*WHAT TO WORK ON*. Print all of the data exactly.

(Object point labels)
....................

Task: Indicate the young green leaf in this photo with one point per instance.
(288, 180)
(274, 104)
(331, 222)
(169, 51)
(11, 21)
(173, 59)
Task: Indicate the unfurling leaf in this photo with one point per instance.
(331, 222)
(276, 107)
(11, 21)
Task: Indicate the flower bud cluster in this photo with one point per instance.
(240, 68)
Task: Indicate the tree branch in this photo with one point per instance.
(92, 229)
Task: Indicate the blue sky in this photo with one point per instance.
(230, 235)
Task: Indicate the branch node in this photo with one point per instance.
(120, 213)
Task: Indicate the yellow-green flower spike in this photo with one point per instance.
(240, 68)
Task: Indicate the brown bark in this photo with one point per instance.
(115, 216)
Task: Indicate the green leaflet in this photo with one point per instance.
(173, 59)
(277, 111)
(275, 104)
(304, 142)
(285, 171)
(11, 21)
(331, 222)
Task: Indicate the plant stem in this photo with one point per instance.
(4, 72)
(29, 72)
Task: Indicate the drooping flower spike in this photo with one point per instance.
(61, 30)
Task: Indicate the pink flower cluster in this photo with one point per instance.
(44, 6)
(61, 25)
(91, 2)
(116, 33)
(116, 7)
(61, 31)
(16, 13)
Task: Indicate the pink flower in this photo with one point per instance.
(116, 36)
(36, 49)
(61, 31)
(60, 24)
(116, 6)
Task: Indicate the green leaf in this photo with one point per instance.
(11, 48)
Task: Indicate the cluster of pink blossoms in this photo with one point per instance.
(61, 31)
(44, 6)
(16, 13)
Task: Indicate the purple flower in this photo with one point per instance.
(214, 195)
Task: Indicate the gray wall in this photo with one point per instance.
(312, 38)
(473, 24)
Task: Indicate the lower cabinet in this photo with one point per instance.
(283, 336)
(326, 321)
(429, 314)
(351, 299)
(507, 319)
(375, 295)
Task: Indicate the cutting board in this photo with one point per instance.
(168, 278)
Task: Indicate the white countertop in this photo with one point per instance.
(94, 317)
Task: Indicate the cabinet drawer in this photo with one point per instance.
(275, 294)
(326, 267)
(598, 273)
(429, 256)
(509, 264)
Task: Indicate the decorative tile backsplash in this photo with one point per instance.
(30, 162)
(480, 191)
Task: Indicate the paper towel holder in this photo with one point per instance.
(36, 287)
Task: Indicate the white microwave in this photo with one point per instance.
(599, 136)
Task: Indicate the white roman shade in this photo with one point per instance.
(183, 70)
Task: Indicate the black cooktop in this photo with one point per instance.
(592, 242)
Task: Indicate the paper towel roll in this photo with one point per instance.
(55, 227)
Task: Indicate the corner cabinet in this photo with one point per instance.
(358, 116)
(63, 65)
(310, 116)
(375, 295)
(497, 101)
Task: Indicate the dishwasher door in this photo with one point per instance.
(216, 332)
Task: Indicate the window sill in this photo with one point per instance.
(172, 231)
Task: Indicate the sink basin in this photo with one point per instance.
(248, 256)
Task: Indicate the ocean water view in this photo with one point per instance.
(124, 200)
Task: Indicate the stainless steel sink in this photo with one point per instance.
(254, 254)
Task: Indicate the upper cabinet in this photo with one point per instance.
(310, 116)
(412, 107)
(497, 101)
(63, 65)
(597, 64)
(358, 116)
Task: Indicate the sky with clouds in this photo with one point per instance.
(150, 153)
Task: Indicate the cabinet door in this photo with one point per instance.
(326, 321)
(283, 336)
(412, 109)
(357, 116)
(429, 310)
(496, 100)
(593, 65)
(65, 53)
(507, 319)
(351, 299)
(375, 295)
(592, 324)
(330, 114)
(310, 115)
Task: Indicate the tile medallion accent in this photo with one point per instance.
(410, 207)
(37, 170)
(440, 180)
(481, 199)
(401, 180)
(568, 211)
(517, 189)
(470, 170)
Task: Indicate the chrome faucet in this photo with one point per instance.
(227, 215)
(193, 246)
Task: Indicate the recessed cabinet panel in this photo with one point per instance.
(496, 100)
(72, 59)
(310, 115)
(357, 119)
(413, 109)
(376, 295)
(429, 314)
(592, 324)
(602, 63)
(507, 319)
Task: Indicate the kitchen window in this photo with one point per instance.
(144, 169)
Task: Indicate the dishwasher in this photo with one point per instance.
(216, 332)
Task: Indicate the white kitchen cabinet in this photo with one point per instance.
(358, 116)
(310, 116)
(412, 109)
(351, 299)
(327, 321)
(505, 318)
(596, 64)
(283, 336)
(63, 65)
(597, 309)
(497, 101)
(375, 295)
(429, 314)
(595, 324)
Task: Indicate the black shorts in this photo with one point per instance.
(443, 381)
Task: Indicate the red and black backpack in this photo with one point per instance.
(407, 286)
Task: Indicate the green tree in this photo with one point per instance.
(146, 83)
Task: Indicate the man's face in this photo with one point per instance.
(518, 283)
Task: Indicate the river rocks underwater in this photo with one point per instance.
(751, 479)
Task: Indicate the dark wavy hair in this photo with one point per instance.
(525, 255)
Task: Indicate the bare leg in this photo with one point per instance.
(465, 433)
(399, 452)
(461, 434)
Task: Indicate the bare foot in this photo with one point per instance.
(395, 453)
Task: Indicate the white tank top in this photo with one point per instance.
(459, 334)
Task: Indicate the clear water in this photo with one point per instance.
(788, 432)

....................

*PROBLEM SOLUTION*.
Task: Indicate the young green leaf in this photo with one point per instance.
(288, 180)
(274, 104)
(331, 222)
(169, 51)
(11, 21)
(173, 59)
Task: Indicate the unfurling leaf in this photo with one point per instance.
(331, 222)
(276, 107)
(11, 21)
Task: Indicate the flower bud cluster in this photo with one point per instance.
(240, 68)
Task: Indicate the tree branch in this photo with one point per instance.
(92, 229)
Task: Indicate the blue sky in this photo with one point per instance.
(230, 235)
Task: Indicate the branch node in this photo with one point per instance.
(120, 213)
Task: Indicate the yellow-green flower spike in this photo with one point per instance.
(240, 68)
Task: Indicate the brown bark in this photo with one point per instance.
(115, 216)
Task: Indicate the green leaflet in this photo with one point per instance.
(173, 59)
(277, 111)
(275, 104)
(304, 142)
(285, 171)
(11, 21)
(331, 222)
Task: Indicate the plant stem in this photo with one point per instance.
(4, 72)
(29, 72)
Task: Indicate the drooping flower spike in this photo with one point per instance.
(61, 30)
Task: Indicate the pink flower cluster in this photo with one point per instance.
(44, 6)
(61, 25)
(91, 2)
(116, 33)
(116, 7)
(61, 31)
(16, 13)
Task: Indicate the pink flower in this photo with one point per instance.
(116, 36)
(36, 49)
(61, 31)
(60, 24)
(116, 6)
Task: Indicate the green leaf in this photo with one point per instance.
(11, 48)
Task: Indicate the cluster of pink blossoms in this photo with one point per instance.
(61, 31)
(44, 6)
(16, 13)
Task: Indicate the purple flower in this photo with one point per instance.
(214, 195)
Task: Indicate the gray wall in this photo with one point per instance.
(312, 38)
(473, 24)
Task: Indicate the lower cabinet in this photo with one point per instance.
(283, 336)
(326, 321)
(429, 314)
(351, 299)
(507, 319)
(375, 295)
Task: Indicate the cutting board in this photo with one point per instance.
(168, 278)
Task: Indicate the white countertop in this photo with one point per instance.
(94, 317)
Task: Indicate the cabinet drawer in this photo with one point per instance.
(275, 294)
(326, 267)
(598, 273)
(429, 256)
(509, 264)
Task: Indicate the decorative tile backsplash in this photo with one point per instance.
(30, 162)
(480, 191)
Task: Indicate the paper towel holder in this photo with one point per instance.
(36, 287)
Task: Indicate the white microwave in this photo with one point per instance.
(599, 136)
Task: Indicate the white roman shade in this photo with one point per instance.
(183, 70)
Task: Indicate the black cooktop in this photo with one point per instance.
(592, 242)
Task: Indicate the paper towel roll in this photo with one point per instance.
(55, 227)
Task: Indicate the corner cabinet in this photo with one point per instance.
(358, 116)
(63, 65)
(310, 116)
(375, 295)
(497, 101)
Task: Indicate the dishwasher door in this photo with one point per instance.
(216, 332)
Task: Indicate the window sill in this photo with one point per instance.
(172, 231)
Task: Indicate the sink basin in this photo with one point per instance.
(248, 256)
Task: Indicate the ocean water view in this photo with one point per instance.
(124, 200)
Task: Indicate the stainless steel sink in this photo with one point per instance.
(254, 254)
Task: Indicate the upper cabinet in this photo with one point per instance.
(310, 116)
(412, 107)
(497, 101)
(63, 65)
(597, 64)
(358, 116)
Task: Indicate the sky with clouds in this photo with one point per instance.
(150, 153)
Task: Indicate the cabinet door in this photo with one point per instance.
(326, 321)
(283, 336)
(412, 109)
(357, 116)
(429, 310)
(496, 100)
(593, 65)
(65, 53)
(507, 319)
(351, 299)
(375, 295)
(592, 324)
(330, 114)
(310, 115)
Task: Indicate the tile medallion accent in this photo with one point per instance.
(410, 207)
(37, 170)
(440, 180)
(481, 199)
(401, 180)
(568, 211)
(517, 189)
(470, 170)
Task: Indicate the chrome faucet in this photo with one point per instance.
(227, 215)
(193, 246)
Task: Indicate the recessed cabinet panel in this photo with one point per instance.
(496, 100)
(72, 59)
(310, 115)
(357, 119)
(413, 109)
(376, 295)
(429, 314)
(592, 324)
(602, 63)
(507, 319)
Task: Indicate the kitchen window in this photo with one point per instance.
(144, 169)
Task: Indicate the dishwasher in this photo with one point per instance.
(216, 332)
Task: Indicate the white kitchen cabinet in this photo with one point per instance.
(358, 116)
(310, 116)
(412, 109)
(351, 299)
(327, 321)
(505, 318)
(596, 64)
(283, 336)
(63, 65)
(597, 309)
(497, 101)
(375, 295)
(429, 314)
(595, 324)
Task: Indicate the black shorts in this photo with one point per instance.
(443, 381)
Task: Indicate the red and black backpack in this photo with one point per instance.
(407, 286)
Task: Indicate the green tree in this photo with one point per instance.
(146, 83)
Task: Indicate the man's face in this photo with one point per instance.
(518, 283)
Task: Indicate the river rocks underwater in this photo with one point per instance.
(751, 479)
Task: Indicate the dark wavy hair in this photo with one point per instance.
(525, 255)
Task: Indicate the bare leg in this photo with one point per instance.
(465, 433)
(399, 452)
(461, 434)
Task: Indicate the bare foot in this photo with one point per instance.
(395, 453)
Task: Indicate the white tank top in this photo with one point per instance.
(459, 334)
Task: Indicate the clear water in this photo with one point per instance.
(788, 432)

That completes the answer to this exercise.